» Set problem A
Select each line in the records below that contains the word "brown".

» Passage

Computerworld

Inside the new Cloudera Data Platform: vision, migration and roadmap

The vendor has laid out its plans for a new combined data platform, which promises to bring together the best features of CDH and HDP

Cloudera has laid out its plans for a new combined data platform since merging with fellow open source big data vendor Hortonworks, which promises to bring together the best of the former rival Hortonworks Data Platform (HDP) and Cloudera Distribution Hadoop (CDH) options.

Here, we go into more detail regarding how the two companies are coming together to create a unified product, as well as how staff and support functions have been blended into one organisation and what customers can expect from the new Cloudera Data Platform (CDP).

The marriage so far

Former rivals Cloudera and Hortonworks merged last year, the end of what Cloudera CMO Mick Hollison called a "long dating process" that was finalised earlier this year.

» Recorded data
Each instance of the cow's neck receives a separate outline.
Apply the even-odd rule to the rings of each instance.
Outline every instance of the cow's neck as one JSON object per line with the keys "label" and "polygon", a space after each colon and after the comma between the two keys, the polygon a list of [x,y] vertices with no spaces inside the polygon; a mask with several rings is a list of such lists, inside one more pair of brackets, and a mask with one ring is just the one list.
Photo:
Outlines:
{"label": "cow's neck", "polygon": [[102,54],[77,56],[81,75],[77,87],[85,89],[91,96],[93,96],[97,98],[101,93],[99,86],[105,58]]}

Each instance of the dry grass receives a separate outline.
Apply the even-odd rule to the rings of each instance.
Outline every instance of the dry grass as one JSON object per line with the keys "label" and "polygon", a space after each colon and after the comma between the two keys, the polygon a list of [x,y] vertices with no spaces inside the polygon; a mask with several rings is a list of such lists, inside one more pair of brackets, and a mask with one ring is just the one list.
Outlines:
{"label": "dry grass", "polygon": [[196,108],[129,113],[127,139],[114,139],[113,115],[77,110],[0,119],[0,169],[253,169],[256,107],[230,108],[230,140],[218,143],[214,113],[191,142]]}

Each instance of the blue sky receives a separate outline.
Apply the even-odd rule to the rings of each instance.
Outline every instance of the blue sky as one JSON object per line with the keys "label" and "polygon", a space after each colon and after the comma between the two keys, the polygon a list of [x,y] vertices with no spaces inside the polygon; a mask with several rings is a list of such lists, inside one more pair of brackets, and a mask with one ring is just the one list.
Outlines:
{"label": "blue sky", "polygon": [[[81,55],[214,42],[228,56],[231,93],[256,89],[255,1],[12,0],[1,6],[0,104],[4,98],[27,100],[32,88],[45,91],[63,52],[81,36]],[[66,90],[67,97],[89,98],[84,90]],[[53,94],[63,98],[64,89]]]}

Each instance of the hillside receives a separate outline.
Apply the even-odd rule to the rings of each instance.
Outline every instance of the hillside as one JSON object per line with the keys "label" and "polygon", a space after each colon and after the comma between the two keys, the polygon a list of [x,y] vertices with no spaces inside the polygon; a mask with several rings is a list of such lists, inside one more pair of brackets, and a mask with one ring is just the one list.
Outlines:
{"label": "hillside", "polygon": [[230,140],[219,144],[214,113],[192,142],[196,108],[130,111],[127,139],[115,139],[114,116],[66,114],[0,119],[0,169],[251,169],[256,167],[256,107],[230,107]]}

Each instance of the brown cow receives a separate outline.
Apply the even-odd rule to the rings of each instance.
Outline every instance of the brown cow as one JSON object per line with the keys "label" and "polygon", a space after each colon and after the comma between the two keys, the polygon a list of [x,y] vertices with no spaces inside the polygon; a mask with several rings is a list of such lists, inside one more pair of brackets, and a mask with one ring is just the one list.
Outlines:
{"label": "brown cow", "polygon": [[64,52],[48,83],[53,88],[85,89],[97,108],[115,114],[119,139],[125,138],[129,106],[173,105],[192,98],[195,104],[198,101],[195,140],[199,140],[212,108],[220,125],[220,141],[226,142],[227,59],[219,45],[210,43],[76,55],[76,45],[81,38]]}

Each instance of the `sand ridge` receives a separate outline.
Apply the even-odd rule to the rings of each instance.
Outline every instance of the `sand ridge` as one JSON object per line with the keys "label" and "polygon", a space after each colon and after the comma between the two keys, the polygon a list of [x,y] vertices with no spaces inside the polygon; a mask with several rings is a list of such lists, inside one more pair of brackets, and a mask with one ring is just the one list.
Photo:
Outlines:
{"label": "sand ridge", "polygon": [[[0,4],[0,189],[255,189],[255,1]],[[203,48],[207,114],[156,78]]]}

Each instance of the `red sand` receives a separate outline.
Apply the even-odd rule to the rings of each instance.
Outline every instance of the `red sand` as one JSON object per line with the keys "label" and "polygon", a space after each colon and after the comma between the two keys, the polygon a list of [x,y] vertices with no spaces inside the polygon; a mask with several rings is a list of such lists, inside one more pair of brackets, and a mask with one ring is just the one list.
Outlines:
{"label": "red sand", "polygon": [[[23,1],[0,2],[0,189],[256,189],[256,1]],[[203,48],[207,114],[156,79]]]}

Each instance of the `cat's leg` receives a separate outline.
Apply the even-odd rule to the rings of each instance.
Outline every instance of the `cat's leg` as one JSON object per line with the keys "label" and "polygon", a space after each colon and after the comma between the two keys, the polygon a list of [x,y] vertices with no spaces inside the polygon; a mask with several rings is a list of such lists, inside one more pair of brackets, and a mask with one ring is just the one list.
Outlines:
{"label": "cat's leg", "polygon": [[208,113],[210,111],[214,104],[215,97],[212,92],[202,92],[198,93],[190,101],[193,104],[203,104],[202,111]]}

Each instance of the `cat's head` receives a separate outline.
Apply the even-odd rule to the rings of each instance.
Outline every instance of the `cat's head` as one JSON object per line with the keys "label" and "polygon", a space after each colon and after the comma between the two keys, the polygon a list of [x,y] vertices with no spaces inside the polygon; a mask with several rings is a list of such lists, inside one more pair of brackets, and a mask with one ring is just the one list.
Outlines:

» Set problem B
Copy the Cloudera Data Platform article above word for word, from "Here, we go" to "earlier this year.".

» Task response A
Each instance of the brown cow receives a separate outline.
Outline every instance of the brown cow as one JSON object per line with the keys "label" and "polygon", a space after each colon and after the comma between the two keys, the polygon a list of [x,y] vertices with no spaces inside the polygon; a mask with several rings is a list of such lists, inside one more pair of brackets, and a mask with one ring is just the one list.
{"label": "brown cow", "polygon": [[64,52],[48,83],[53,88],[85,89],[97,108],[115,114],[119,139],[125,138],[129,106],[173,105],[192,98],[195,104],[198,101],[195,140],[199,140],[212,108],[220,125],[220,141],[226,142],[227,59],[219,45],[210,43],[76,55],[76,45],[81,38]]}

» Task response B
Here, we go into more detail regarding how the two companies are coming together to create a unified product, as well as how staff and support functions have been blended into one organisation and what customers can expect from the new Cloudera Data Platform (CDP).

The marriage so far

Former rivals Cloudera and Hortonworks merged last year, the end of what Cloudera CMO Mick Hollison called a "long dating process" that was finalised earlier this year.